Repeat the data below exactly, dropping any pictures it holds.

:: Listed records ::
=== Begin Enclosure ===
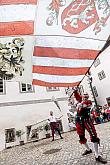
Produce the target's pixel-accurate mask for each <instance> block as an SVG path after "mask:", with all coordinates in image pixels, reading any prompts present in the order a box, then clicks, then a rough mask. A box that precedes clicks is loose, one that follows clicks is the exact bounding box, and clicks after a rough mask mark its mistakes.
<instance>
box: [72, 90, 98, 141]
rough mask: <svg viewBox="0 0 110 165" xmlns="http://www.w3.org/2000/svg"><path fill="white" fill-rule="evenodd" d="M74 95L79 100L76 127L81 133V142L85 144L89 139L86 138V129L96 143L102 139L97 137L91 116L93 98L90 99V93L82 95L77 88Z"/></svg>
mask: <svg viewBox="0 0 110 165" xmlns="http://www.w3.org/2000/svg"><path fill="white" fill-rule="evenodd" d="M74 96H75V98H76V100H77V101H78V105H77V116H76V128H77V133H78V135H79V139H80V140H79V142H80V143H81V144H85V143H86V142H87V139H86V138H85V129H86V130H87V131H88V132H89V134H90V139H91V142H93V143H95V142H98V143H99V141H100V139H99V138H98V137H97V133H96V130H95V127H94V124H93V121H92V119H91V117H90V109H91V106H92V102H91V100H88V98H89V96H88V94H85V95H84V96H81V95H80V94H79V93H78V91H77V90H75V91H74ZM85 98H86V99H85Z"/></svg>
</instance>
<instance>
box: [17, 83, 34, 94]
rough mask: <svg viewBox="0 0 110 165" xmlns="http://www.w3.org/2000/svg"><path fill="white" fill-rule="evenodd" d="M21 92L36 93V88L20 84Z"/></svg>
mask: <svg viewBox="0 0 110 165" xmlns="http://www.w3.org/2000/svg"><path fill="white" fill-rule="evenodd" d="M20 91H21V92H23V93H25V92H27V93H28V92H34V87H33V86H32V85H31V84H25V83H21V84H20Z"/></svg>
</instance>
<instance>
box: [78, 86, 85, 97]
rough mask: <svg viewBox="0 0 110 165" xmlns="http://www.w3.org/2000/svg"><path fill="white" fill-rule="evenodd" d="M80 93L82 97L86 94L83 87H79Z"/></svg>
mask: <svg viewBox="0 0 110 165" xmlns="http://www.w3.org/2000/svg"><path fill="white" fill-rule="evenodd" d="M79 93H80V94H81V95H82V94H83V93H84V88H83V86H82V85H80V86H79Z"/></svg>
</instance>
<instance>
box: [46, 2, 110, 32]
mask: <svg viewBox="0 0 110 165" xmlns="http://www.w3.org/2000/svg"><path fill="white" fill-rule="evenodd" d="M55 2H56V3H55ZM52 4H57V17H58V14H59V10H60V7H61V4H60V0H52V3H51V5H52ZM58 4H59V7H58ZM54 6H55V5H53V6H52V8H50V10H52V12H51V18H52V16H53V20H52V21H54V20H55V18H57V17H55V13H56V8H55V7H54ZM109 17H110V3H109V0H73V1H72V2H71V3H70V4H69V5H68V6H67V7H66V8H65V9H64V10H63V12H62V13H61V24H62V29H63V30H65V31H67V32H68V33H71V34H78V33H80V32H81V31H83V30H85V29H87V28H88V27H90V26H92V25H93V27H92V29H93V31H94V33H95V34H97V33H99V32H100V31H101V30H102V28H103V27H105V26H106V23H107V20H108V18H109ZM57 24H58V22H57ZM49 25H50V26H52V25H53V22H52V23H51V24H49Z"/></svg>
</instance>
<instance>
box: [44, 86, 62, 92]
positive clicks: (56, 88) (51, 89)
=== End Enclosure ===
:: Reply to the exercise ::
Produce the target's pixel-accurate mask for each <instance> block as an SVG path after "mask:", with all coordinates in image pixels, reading any prompts present in the order a box, then clicks, then a rough mask. A box that precedes clicks is loose, one that follows clicks is the exact bounding box, and clicks after a rough mask mark its mistakes.
<instance>
box: [72, 90, 98, 141]
rough mask: <svg viewBox="0 0 110 165" xmlns="http://www.w3.org/2000/svg"><path fill="white" fill-rule="evenodd" d="M74 95L79 100L76 127L81 133V142L85 144L89 139L86 138V129L96 143L102 139L97 137L91 116L93 98L90 99V93L82 95L77 88Z"/></svg>
mask: <svg viewBox="0 0 110 165" xmlns="http://www.w3.org/2000/svg"><path fill="white" fill-rule="evenodd" d="M74 96H75V98H76V100H77V101H78V105H77V116H76V128H77V133H78V135H79V139H80V140H79V142H80V143H81V144H85V143H86V142H87V139H86V138H85V129H86V130H87V131H88V132H89V134H90V139H91V142H93V143H95V142H98V143H99V141H100V139H99V138H98V137H97V133H96V130H95V127H94V124H93V121H92V119H91V117H90V109H91V106H92V102H91V100H88V98H89V96H88V94H85V95H84V96H81V95H80V94H79V93H78V91H77V90H75V91H74ZM85 98H86V99H85Z"/></svg>
</instance>
<instance>
box: [17, 83, 34, 94]
rough mask: <svg viewBox="0 0 110 165" xmlns="http://www.w3.org/2000/svg"><path fill="white" fill-rule="evenodd" d="M21 92L36 93V88L20 84Z"/></svg>
mask: <svg viewBox="0 0 110 165" xmlns="http://www.w3.org/2000/svg"><path fill="white" fill-rule="evenodd" d="M20 91H21V92H23V93H25V92H27V93H28V92H34V87H33V86H32V85H31V84H25V83H21V84H20Z"/></svg>
</instance>
<instance>
box: [78, 86, 85, 97]
rough mask: <svg viewBox="0 0 110 165" xmlns="http://www.w3.org/2000/svg"><path fill="white" fill-rule="evenodd" d="M80 93L82 97L86 94L83 87H79Z"/></svg>
mask: <svg viewBox="0 0 110 165" xmlns="http://www.w3.org/2000/svg"><path fill="white" fill-rule="evenodd" d="M79 93H80V94H81V95H82V94H83V93H84V88H83V86H82V85H80V86H79Z"/></svg>
</instance>
<instance>
box: [46, 2, 110, 32]
mask: <svg viewBox="0 0 110 165" xmlns="http://www.w3.org/2000/svg"><path fill="white" fill-rule="evenodd" d="M55 2H56V3H55ZM52 4H57V17H58V14H59V10H60V7H61V4H60V0H52V3H51V5H52ZM58 4H59V7H58ZM54 6H55V5H53V6H52V8H50V10H52V12H51V18H52V16H53V20H52V21H54V20H55V18H57V17H55V13H56V8H55V7H54ZM109 17H110V3H109V0H73V1H72V2H71V3H70V4H69V5H68V6H67V7H66V8H65V9H64V10H63V12H62V13H61V24H62V29H63V30H65V31H67V32H68V33H71V34H78V33H80V32H81V31H83V30H85V29H87V28H88V27H90V26H92V25H93V27H92V29H93V31H94V33H95V34H97V33H99V32H100V31H101V30H102V28H103V27H105V26H106V23H107V20H108V18H109ZM57 24H58V22H57ZM49 25H50V26H52V25H53V22H52V23H51V24H49Z"/></svg>
</instance>
<instance>
box: [44, 86, 62, 92]
positive clicks: (56, 88) (51, 89)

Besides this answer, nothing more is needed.